- [WHAT IS REQUIRED]:
Below this line are records; transcribe exactly the lines between the one holding "Query: white railing" and the one holding "Query: gravel road", inclusive, and omit the pictures.
== MATERIAL SHOWN
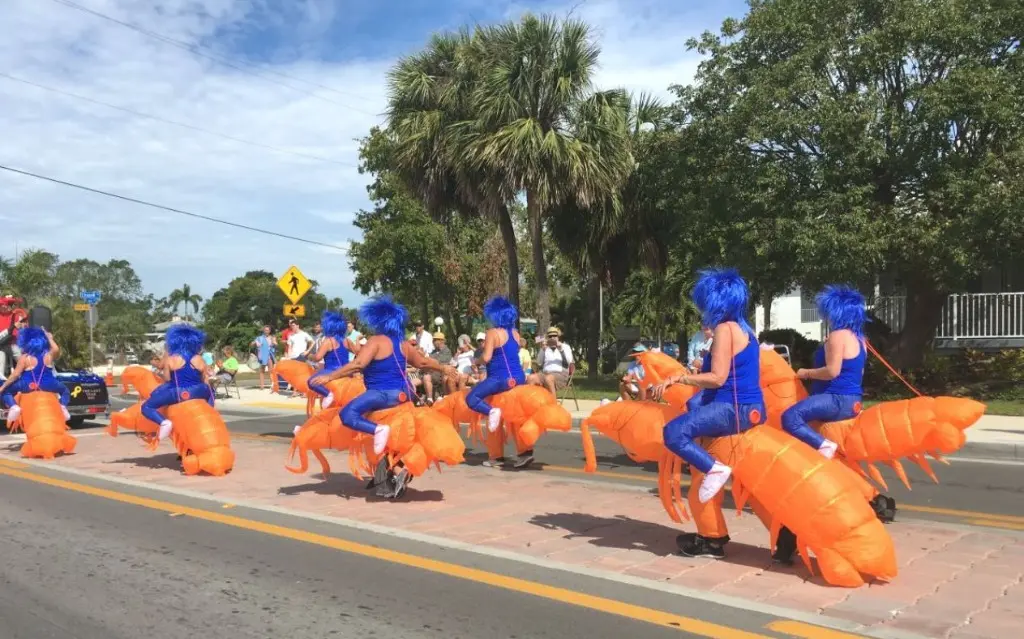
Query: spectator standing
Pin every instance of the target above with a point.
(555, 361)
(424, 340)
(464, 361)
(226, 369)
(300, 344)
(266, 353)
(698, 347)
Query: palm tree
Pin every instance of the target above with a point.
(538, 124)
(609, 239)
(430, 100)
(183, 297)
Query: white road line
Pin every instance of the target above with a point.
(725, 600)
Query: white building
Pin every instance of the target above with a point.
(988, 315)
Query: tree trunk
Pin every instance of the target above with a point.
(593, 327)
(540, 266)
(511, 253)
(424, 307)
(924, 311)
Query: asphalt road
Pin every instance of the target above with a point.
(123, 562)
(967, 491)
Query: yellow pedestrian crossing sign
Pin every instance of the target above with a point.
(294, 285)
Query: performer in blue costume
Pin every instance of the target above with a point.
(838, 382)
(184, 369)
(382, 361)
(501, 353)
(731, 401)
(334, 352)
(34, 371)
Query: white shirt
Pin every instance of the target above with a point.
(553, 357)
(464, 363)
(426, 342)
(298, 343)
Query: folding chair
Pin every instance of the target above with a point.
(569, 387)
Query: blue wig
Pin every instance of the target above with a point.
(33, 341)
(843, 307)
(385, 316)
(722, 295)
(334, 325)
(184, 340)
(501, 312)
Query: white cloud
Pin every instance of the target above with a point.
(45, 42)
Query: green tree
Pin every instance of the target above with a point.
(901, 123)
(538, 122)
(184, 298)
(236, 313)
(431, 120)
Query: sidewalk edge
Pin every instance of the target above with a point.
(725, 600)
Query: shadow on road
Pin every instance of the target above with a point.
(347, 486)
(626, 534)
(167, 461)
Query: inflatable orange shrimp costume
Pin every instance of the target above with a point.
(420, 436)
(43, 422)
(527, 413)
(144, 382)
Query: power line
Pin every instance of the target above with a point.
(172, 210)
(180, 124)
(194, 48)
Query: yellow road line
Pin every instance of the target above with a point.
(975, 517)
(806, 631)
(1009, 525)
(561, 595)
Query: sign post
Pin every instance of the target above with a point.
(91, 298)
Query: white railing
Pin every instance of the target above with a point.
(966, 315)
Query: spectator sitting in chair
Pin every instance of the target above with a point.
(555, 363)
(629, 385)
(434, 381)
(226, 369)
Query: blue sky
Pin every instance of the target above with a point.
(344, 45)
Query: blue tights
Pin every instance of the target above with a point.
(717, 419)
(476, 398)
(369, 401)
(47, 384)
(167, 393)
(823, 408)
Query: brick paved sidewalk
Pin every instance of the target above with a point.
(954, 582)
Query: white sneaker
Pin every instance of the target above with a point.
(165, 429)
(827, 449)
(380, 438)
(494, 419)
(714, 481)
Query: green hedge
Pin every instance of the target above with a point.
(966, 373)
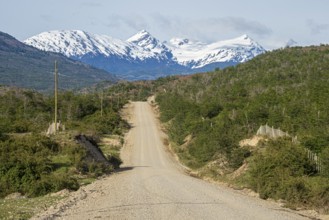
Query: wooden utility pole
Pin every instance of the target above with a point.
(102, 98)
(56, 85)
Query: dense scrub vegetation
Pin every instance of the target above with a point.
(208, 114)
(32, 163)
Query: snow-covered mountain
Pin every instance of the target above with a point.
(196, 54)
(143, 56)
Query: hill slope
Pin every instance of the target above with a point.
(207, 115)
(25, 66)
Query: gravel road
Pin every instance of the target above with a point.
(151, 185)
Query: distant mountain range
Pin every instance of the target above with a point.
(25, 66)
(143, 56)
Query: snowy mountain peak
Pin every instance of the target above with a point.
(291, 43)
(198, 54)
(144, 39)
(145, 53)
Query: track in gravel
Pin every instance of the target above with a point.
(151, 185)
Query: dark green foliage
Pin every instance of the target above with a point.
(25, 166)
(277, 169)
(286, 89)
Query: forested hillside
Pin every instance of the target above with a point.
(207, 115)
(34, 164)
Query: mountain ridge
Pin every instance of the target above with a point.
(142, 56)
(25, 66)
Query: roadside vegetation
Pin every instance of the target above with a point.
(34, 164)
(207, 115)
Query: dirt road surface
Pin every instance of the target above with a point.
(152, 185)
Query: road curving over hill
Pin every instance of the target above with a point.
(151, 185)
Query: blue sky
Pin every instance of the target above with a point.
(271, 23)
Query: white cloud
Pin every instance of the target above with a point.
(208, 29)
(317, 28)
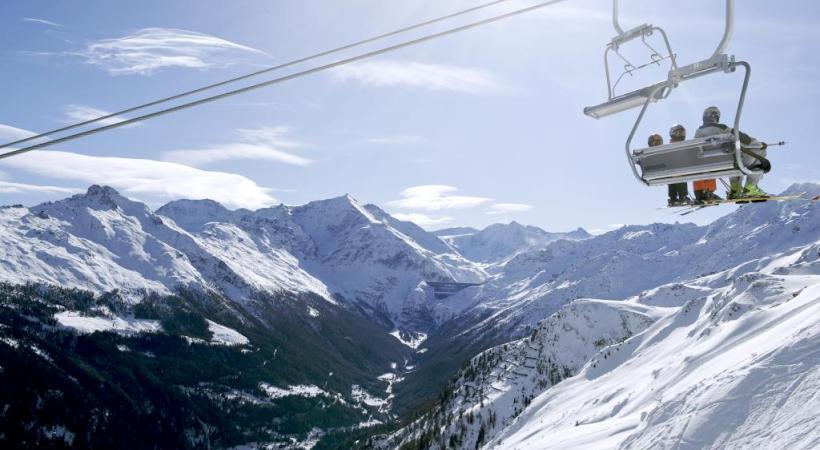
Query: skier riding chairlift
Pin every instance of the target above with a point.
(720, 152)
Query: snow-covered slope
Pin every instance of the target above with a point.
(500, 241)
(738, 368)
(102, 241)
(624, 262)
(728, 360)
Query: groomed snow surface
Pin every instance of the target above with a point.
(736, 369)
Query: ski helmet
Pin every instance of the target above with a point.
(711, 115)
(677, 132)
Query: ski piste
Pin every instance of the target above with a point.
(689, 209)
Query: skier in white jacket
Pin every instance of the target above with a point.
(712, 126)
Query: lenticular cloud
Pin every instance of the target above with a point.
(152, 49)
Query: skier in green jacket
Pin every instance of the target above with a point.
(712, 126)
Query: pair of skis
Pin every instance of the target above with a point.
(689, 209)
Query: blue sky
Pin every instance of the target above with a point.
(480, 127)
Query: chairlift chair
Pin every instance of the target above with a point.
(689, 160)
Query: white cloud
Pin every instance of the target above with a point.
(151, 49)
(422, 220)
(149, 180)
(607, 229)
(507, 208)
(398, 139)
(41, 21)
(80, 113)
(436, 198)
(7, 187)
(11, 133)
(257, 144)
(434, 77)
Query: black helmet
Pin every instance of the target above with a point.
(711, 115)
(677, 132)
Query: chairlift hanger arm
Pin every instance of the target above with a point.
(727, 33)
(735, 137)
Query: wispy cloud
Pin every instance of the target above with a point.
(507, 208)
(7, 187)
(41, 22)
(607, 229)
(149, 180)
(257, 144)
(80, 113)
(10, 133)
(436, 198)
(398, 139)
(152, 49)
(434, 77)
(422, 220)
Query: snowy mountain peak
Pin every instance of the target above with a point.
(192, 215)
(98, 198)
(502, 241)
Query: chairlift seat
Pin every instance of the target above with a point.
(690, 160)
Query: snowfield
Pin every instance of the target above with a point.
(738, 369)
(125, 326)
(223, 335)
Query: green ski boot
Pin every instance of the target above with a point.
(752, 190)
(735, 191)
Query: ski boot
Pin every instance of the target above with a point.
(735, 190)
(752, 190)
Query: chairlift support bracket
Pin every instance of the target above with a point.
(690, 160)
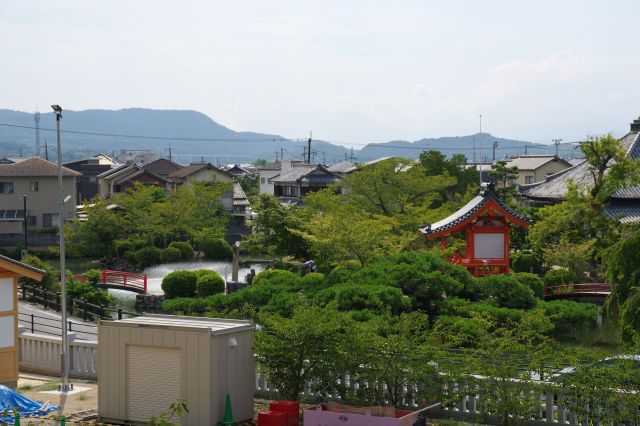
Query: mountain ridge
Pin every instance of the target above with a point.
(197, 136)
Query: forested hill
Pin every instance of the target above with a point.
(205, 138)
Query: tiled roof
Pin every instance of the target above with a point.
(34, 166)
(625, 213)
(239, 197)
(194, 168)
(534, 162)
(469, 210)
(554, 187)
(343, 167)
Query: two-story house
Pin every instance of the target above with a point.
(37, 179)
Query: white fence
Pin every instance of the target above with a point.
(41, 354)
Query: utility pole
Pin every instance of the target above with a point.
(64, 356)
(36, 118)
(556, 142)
====
== MATERIAL SHOWN
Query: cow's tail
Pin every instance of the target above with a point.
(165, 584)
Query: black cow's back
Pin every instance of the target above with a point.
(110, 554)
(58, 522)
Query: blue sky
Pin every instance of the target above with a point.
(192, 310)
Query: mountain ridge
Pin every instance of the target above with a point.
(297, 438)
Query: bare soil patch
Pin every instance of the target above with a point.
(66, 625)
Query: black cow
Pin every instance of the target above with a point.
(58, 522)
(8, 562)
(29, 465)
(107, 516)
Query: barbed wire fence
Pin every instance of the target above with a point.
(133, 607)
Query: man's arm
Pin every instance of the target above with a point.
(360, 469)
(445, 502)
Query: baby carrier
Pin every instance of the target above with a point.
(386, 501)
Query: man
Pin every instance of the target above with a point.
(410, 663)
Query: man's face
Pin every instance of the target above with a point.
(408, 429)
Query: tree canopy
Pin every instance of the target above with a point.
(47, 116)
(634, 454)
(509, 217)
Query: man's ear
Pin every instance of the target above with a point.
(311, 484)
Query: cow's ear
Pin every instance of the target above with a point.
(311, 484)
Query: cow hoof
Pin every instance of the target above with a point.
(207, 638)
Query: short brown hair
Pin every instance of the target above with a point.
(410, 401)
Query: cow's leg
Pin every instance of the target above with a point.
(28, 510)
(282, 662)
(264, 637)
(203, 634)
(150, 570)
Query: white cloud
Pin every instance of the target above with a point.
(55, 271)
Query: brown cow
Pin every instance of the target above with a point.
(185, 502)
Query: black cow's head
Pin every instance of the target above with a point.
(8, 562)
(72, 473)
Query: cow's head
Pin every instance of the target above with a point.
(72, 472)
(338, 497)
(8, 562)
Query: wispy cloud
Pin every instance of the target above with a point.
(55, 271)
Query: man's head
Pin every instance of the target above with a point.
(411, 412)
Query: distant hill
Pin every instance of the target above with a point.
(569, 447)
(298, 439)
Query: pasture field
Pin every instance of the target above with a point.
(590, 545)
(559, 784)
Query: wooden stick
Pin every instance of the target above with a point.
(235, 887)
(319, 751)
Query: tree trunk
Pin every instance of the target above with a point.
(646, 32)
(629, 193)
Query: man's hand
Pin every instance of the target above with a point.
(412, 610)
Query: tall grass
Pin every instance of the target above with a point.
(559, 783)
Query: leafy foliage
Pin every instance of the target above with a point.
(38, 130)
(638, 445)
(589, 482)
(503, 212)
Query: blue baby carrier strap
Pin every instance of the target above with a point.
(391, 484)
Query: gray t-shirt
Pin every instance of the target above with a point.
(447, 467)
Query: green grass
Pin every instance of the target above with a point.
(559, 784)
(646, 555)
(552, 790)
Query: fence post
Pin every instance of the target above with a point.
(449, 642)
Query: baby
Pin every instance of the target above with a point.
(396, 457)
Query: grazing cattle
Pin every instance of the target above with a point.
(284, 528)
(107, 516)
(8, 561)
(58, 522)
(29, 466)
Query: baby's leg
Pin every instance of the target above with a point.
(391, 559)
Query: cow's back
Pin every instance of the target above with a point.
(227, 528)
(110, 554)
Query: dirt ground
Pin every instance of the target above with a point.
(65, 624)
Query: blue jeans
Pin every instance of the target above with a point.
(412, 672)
====
== MATERIAL SHOWN
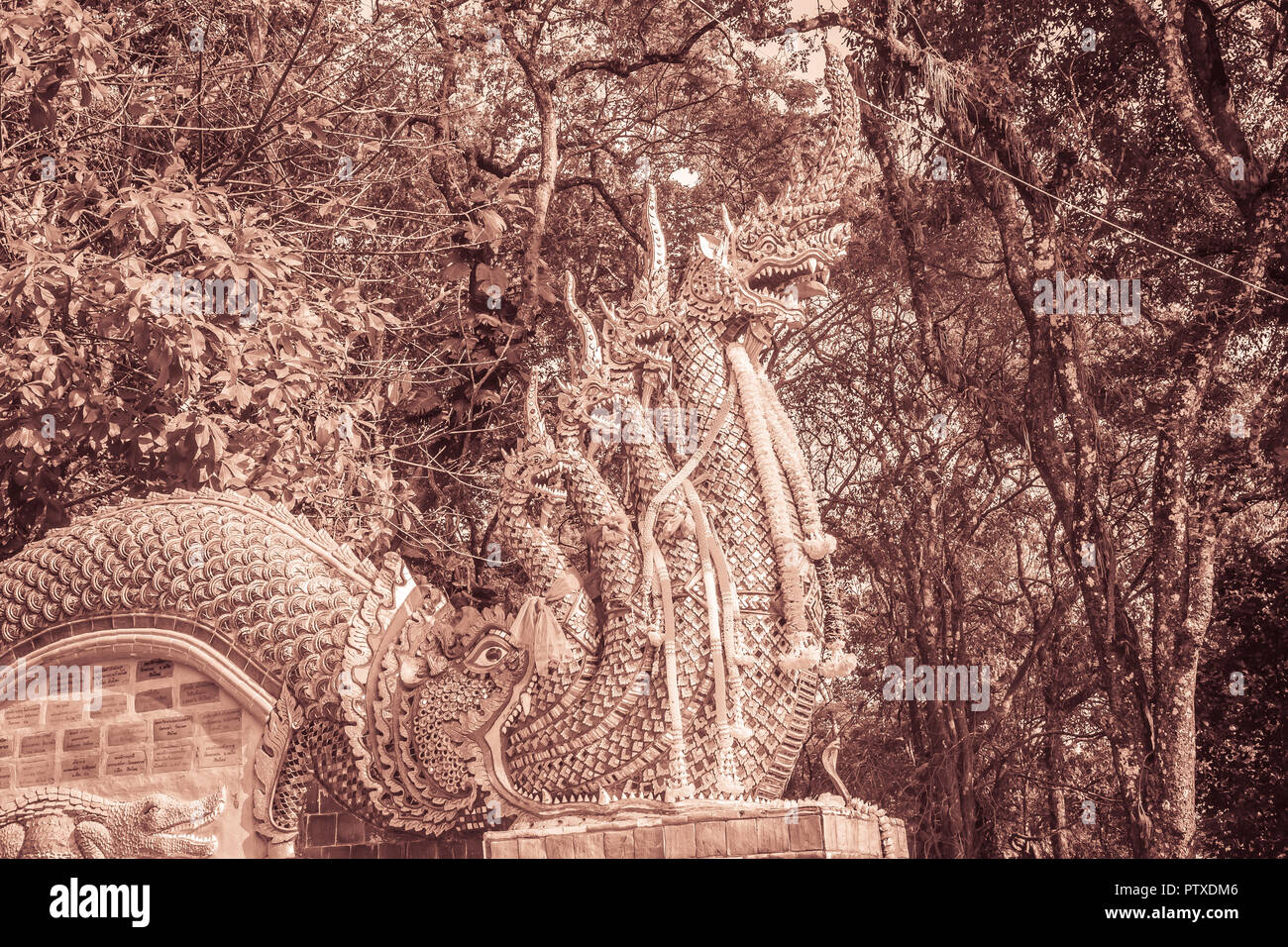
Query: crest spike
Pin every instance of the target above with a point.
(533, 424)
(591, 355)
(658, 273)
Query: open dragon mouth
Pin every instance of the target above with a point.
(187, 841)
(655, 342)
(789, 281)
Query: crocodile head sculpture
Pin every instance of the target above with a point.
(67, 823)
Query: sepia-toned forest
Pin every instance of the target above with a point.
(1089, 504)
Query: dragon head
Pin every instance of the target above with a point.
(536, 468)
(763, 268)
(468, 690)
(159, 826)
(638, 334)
====
- [EXERCISE ANSWER]:
Query: white railing
Pin every instance of the target above with a point.
(966, 315)
Query: spectator sitting in chair
Pin every instance of the target above with a point.
(555, 363)
(629, 385)
(434, 381)
(226, 369)
Query: blue sky
Pin every instance of the target above with a point.
(344, 45)
Query: blue tights
Pin every instance of the target above with a point.
(717, 419)
(476, 398)
(369, 401)
(47, 384)
(167, 393)
(823, 408)
Query: brick paved sidewalk
Pin every instance of the target above with a point.
(954, 582)
Query: white sneaker
Pin every instance of the target above with a point.
(165, 429)
(827, 449)
(380, 438)
(494, 419)
(714, 481)
Query: green hedge
Pin every instance of the target above with a point.
(966, 373)
Query: wooden utility pole
Pin every instance of the target above with a point.
(102, 98)
(56, 85)
Query: dense scrub vegetation
Pin every instance of the target above with a point.
(208, 114)
(32, 163)
Query: snow-covered mountain
Pin every instance of the target above with a point.
(196, 54)
(143, 56)
Query: hill slope
Pin every instance of the target above with a point.
(207, 115)
(25, 66)
Query: gravel road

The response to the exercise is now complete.